Find every line in the items below that contains the string "yellow" and copy each such line. Case counts when matching.
>>>
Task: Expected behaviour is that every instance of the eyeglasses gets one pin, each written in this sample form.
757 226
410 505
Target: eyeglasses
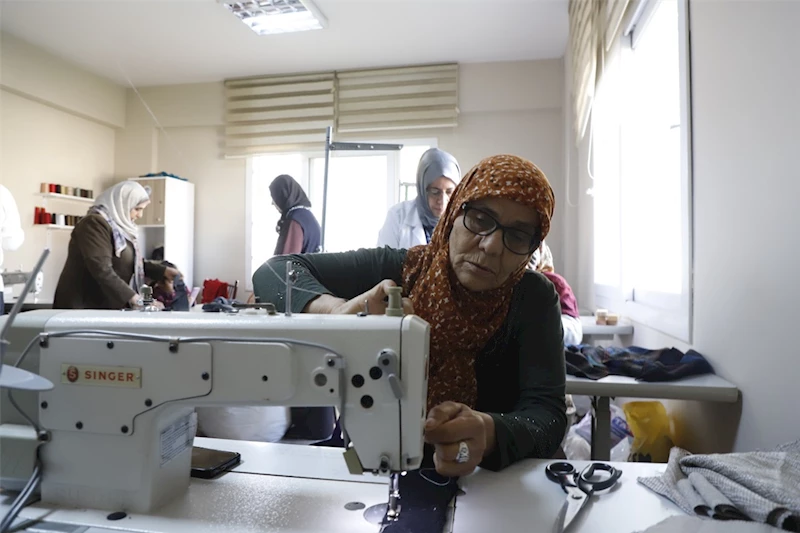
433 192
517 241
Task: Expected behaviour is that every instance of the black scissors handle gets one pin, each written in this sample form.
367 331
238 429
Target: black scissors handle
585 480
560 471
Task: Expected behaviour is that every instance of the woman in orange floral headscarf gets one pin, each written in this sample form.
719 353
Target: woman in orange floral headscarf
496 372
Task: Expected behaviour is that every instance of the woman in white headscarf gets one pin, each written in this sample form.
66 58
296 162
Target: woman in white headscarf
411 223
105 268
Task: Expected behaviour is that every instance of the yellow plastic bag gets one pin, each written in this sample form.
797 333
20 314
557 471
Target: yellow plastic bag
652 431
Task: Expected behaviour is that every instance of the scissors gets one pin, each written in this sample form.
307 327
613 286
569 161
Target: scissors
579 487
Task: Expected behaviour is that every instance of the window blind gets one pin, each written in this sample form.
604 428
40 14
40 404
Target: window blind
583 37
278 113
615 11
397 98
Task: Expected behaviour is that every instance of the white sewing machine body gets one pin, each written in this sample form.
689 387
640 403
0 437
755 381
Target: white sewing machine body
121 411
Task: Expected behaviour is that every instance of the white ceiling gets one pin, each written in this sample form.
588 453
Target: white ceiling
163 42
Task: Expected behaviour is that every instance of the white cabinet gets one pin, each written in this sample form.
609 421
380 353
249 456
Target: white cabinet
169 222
<<<
>>>
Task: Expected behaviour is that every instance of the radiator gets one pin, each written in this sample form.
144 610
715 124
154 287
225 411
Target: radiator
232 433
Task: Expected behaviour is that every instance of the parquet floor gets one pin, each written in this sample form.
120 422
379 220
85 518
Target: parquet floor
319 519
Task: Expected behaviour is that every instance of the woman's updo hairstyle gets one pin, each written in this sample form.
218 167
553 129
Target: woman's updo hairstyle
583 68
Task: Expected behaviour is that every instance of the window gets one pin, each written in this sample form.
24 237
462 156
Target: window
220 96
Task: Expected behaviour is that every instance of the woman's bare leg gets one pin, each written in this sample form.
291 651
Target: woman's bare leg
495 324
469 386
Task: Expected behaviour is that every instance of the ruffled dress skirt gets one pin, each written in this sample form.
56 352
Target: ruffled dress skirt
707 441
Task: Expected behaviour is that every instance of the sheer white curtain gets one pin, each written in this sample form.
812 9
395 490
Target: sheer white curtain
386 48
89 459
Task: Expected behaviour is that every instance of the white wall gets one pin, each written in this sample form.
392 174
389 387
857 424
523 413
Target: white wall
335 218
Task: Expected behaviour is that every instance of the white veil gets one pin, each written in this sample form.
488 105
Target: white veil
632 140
<<<
#### The result:
Task: Expected behaviour is that every instance of the yellow plastic bag gets one pin, each written in this sample form.
Target: yellow plastic bag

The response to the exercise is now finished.